Task objective:
Recast the lines of these records as a JSON list of strings, one string per line with blank lines left out, starting at the line that contains "the window in" and ending at the line that contains "You are given a photograph. Could you point to the garden".

## begin Data records

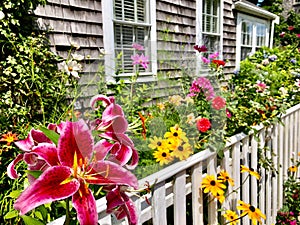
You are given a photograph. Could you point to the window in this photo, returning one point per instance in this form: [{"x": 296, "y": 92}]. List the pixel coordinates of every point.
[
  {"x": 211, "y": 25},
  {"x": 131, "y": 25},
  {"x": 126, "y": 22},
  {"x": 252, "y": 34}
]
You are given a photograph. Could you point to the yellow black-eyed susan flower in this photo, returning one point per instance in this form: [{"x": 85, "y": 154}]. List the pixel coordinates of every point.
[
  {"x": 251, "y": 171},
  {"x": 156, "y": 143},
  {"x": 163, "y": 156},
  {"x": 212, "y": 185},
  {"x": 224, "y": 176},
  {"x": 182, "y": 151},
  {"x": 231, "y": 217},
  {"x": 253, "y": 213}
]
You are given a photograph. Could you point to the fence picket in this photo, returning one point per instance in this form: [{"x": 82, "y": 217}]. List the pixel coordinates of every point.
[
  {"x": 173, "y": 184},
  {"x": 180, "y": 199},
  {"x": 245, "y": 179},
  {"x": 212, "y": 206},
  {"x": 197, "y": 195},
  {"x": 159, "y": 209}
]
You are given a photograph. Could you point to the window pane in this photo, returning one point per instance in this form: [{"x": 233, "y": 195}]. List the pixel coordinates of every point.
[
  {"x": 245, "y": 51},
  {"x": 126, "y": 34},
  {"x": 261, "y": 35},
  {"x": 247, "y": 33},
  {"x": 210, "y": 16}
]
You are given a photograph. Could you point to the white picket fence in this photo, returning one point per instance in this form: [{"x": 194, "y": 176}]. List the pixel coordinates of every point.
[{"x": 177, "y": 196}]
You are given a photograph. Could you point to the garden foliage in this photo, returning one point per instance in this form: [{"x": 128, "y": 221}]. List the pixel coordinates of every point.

## end Data records
## begin Data records

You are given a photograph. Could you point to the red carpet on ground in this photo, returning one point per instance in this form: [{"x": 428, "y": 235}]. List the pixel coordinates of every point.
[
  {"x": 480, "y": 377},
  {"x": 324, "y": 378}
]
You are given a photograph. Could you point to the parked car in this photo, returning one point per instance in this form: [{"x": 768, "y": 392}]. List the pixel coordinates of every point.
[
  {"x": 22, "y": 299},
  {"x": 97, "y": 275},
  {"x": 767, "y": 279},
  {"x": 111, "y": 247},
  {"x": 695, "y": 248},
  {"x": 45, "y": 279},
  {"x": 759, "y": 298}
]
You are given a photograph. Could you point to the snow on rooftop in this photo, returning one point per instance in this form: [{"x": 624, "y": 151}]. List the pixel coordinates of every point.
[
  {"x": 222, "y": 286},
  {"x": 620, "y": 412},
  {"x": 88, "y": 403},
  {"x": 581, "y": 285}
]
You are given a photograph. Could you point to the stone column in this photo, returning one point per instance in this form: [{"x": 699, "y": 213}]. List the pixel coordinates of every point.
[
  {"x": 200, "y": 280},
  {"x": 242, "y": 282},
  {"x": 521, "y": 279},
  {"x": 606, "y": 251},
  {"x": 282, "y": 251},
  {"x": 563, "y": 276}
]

## end Data records
## begin Data records

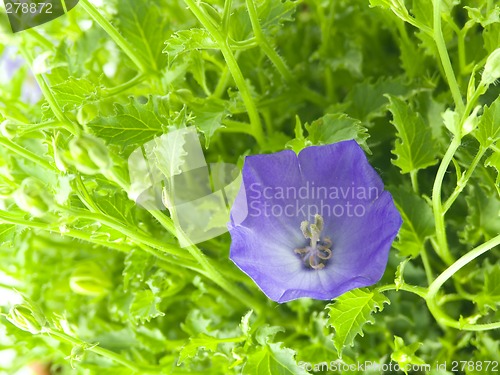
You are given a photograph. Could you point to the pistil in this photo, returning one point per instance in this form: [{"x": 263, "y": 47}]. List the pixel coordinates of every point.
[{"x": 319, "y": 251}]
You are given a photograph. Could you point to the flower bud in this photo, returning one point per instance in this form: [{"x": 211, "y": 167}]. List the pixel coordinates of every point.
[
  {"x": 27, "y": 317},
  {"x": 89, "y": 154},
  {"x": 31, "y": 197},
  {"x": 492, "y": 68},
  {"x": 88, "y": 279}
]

## end Data records

Expected output:
[
  "You are given a photograph. Could you point to the window in this photo, returning one point per instance in this form: [{\"x\": 296, \"y\": 92}]. List the pixel coordinates of every point.",
  "[",
  "  {\"x\": 211, \"y\": 25},",
  "  {\"x\": 131, \"y\": 25},",
  "  {\"x\": 126, \"y\": 22},",
  "  {\"x\": 252, \"y\": 34}",
  "]",
  "You are given a photograph. Could you point to the yellow black-eyed susan flower in this photo, returning one point per instance in this form: [{\"x\": 85, \"y\": 154}]. List the pixel coordinates of every point.",
  "[",
  "  {\"x\": 251, \"y\": 171},",
  "  {\"x\": 156, \"y\": 143},",
  "  {\"x\": 163, \"y\": 156},",
  "  {\"x\": 212, \"y\": 185},",
  "  {\"x\": 224, \"y\": 176},",
  "  {\"x\": 182, \"y\": 151},",
  "  {\"x\": 231, \"y\": 217},",
  "  {\"x\": 253, \"y\": 213}",
  "]",
  "You are given a photograph. Could you point to the fence picket in this photo, returning one point per instance in this form: [{\"x\": 82, \"y\": 217}]. List the pixel coordinates of every point.",
  "[",
  "  {\"x\": 173, \"y\": 184},",
  "  {\"x\": 180, \"y\": 199},",
  "  {\"x\": 245, \"y\": 179},",
  "  {\"x\": 212, \"y\": 206},",
  "  {\"x\": 197, \"y\": 195},",
  "  {\"x\": 159, \"y\": 209}",
  "]",
  "You are given a photograph. Could you point to the window pane in this photo, returning one point per instance in this form: [{\"x\": 233, \"y\": 195}]. List the pixel coordinates of every point.",
  "[",
  "  {\"x\": 245, \"y\": 51},",
  "  {\"x\": 126, \"y\": 34},",
  "  {\"x\": 261, \"y\": 35},",
  "  {\"x\": 247, \"y\": 33},",
  "  {\"x\": 210, \"y\": 16}",
  "]",
  "You are given a photograph. Could you point to the white picket fence in this photo, returning one point per instance in this form: [{\"x\": 194, \"y\": 176}]. List the pixel coordinates of every point.",
  "[{\"x\": 177, \"y\": 196}]",
  "You are given a photograph. Could you point to the garden foliage in this photo, returning one point per instance in this form: [{\"x\": 128, \"y\": 221}]. List the pixel coordinates of every point."
]